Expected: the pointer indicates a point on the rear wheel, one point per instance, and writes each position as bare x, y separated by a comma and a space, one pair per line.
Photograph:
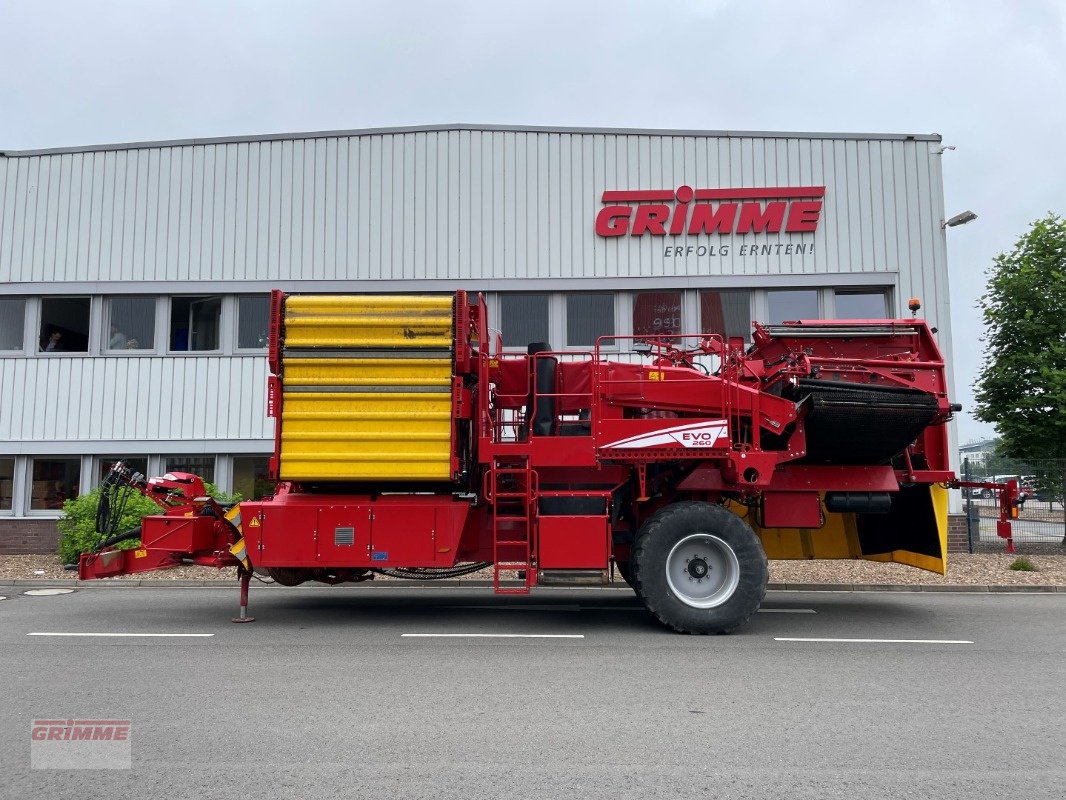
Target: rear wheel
...
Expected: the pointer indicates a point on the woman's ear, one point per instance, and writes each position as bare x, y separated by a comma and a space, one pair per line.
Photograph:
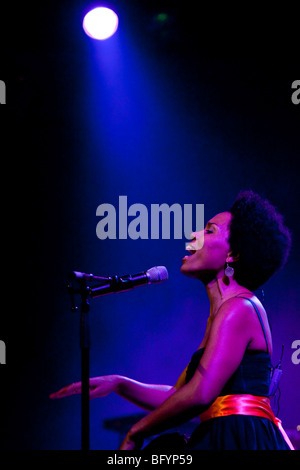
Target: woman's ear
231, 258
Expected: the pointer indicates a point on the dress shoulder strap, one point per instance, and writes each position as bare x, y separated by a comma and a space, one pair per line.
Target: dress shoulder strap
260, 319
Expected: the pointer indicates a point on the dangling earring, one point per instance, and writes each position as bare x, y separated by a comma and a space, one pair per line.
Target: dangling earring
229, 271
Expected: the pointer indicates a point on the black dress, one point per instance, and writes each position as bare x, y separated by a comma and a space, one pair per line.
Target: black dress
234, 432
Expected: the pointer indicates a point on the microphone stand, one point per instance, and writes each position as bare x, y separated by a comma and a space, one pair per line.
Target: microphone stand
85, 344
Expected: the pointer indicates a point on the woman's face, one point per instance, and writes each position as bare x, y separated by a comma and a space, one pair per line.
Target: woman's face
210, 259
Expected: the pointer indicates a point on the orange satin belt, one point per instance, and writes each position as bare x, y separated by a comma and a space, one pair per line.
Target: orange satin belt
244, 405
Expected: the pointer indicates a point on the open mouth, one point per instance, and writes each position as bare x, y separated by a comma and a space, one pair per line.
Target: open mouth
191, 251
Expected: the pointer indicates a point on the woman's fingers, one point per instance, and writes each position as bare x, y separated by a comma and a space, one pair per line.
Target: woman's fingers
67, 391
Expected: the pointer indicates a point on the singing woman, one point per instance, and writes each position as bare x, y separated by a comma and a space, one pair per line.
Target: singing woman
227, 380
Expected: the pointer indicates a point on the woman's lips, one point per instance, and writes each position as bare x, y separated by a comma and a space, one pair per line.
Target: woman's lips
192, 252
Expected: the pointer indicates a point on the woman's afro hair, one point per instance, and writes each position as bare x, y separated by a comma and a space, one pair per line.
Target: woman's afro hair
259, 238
* * *
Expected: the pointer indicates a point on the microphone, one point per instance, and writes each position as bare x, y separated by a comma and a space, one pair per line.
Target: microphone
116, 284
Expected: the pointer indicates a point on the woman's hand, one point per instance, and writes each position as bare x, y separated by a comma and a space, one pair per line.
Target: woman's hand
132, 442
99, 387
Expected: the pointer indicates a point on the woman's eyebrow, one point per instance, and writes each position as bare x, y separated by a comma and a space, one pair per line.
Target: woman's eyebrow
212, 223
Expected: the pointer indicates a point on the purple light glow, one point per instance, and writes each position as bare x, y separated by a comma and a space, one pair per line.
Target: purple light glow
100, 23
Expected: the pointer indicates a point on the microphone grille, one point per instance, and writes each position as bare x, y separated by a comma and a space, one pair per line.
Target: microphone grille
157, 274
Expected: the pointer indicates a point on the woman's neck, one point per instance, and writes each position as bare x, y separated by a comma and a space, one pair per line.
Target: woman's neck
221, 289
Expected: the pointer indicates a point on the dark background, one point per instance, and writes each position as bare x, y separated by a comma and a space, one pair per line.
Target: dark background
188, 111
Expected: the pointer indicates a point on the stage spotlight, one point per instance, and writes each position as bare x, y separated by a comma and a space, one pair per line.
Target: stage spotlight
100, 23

• [AIM OF THE TASK] Copy out the part that opens with the line containing "Expected: the pointer indicates a point on the rear" and closes with the line containing "Target: rear wheel", both lines included. Leave the pictures out of your answer.

• [FULL ANSWER]
Expected: the pointer indicates a point on the rear wheel, one point per instance, and writes each position as bare x, y separated by a comma and a space, one pair per line.
Photograph:
Target: rear wheel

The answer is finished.